_What this task involves_
Write out every entry again exactly as it stands.

-- Dataset entries follows --

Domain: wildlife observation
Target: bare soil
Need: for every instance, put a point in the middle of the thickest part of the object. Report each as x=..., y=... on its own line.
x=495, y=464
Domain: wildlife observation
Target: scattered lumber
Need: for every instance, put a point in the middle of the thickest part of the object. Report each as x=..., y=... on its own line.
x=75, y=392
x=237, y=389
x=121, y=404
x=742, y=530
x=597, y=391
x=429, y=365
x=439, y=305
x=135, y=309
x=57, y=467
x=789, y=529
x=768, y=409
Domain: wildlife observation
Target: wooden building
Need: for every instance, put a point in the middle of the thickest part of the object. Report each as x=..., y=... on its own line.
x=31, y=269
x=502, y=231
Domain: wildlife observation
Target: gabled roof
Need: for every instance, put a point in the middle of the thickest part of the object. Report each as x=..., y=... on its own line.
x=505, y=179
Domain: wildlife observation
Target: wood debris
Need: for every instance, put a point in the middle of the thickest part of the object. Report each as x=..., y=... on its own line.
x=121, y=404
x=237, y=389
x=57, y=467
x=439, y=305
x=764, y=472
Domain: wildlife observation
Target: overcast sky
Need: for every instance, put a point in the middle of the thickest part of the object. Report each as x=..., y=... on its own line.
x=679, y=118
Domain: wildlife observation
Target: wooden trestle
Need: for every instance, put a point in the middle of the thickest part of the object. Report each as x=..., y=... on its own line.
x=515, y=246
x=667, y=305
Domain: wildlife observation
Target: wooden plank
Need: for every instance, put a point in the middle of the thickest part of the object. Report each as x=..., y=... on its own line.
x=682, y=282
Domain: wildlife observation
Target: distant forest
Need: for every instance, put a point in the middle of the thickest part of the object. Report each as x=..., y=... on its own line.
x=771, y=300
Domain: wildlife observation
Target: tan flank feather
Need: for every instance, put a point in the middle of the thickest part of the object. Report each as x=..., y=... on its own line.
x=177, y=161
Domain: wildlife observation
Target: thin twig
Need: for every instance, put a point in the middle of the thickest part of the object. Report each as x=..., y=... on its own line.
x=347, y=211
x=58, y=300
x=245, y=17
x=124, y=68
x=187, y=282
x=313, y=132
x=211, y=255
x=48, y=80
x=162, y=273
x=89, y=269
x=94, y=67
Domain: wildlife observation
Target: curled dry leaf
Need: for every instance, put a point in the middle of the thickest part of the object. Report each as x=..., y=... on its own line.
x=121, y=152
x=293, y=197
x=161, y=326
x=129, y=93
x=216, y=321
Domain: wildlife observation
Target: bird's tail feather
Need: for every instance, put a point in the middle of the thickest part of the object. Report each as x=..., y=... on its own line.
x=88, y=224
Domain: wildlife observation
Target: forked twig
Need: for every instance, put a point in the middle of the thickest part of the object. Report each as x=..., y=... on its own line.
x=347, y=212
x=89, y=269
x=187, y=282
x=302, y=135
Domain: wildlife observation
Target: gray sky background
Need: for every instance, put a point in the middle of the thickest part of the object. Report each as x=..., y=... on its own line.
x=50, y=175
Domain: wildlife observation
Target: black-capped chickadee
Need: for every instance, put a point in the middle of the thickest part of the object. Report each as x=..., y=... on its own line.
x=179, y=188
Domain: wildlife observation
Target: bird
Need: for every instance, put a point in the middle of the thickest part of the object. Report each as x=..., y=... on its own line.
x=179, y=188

-- Dataset entries concluded --

_Your solution_
Domain: wildlife observation
Target: bare soil
Need: for every instance, put a point in the middle of the thickest part of the object. Report each as x=..., y=... on its own line.
x=495, y=464
Domain: wildlife observation
Target: scattered lumber
Need: for every instance, put a point in the middle of the thickest part of the object. Report each as x=..., y=... on its own line.
x=75, y=392
x=237, y=389
x=121, y=404
x=742, y=530
x=597, y=391
x=429, y=365
x=439, y=305
x=135, y=309
x=57, y=467
x=789, y=529
x=768, y=409
Domain: wildlife observation
Target: wooden building
Need: for every instance, put a point in the middle of the thickest part of the object. Report each as x=..., y=... on its own line.
x=31, y=269
x=502, y=231
Domain: wildlife observation
Target: gabled roof
Need: for every instance, put a point in the middle of the thickest part of the object. Report each as x=..., y=... on its own line.
x=505, y=179
Domain: wildlife observation
Target: wood debris
Need: for every instance, put a point in the middle of the thickest part of the object. Report each as x=..., y=... on its own line.
x=121, y=404
x=237, y=389
x=57, y=467
x=439, y=305
x=764, y=472
Domain: wildlife observation
Target: overcast sky
Need: for every instance, put a point in the middle of the thickest part of the object. Report each as x=..., y=... on its own line.
x=679, y=118
Domain: wildlife observation
Target: wooden trestle
Need: for every instance, put a point in the middle of the thickest part of the object. Report each as x=..., y=... on its own line.
x=515, y=246
x=667, y=305
Domain: wildlife observation
Target: wooden plank
Need: for every instance, put a point in the middle of the thickest part of the object. Report each as x=..., y=... on its own line.
x=682, y=282
Domain: wildlife observation
Target: distant forest
Need: for every instance, put a point in the middle of the thickest part of the object. Report each as x=..., y=... on its own line.
x=771, y=300
Domain: wildlife observation
Target: tan flank feather
Need: for every instance, put a point in the middle of the thickest part of the object. Report each as x=..., y=... on its own line.
x=177, y=161
Domain: wildlife observation
Target: thin twig
Need: for every instance, put a point in the middle of the thickest part of the object. Report each as x=..., y=... on its own line.
x=347, y=211
x=58, y=300
x=245, y=17
x=124, y=68
x=187, y=282
x=313, y=132
x=211, y=255
x=48, y=80
x=162, y=273
x=89, y=269
x=94, y=67
Domain: wildlife observation
Target: curled dry leaf
Need: for every instance, put a point in the middle of the thickest part of the object. Report each as x=..., y=... on its own line.
x=121, y=152
x=293, y=197
x=161, y=326
x=129, y=93
x=216, y=321
Domain: wildlife observation
Target: bird's tail feather
Need: for every instance, put a point in the middle of the thickest part of the object. Report each as x=..., y=... on its own line.
x=88, y=224
Domain: wildlife observation
Target: forked twig
Need: for every instance, put a point in the middle of the thickest part of the object. Report each as x=..., y=... on its own line.
x=347, y=212
x=89, y=269
x=187, y=282
x=302, y=135
Domain: wildlife observation
Target: gray sky background
Need: for every instance, put a point in the middle of the thickest part of the object. Report each as x=..., y=... on its own line.
x=50, y=175
Domain: wildlife observation
Target: black-capped chickadee
Need: for every instance, put a point in the middle of the thickest part of the object. Report each as x=..., y=... on its own line.
x=179, y=188
Domain: wildlife observation
Target: bird
Need: for every instance, put a point in the middle of the thickest part of the object. Report each as x=..., y=... on its own line.
x=179, y=188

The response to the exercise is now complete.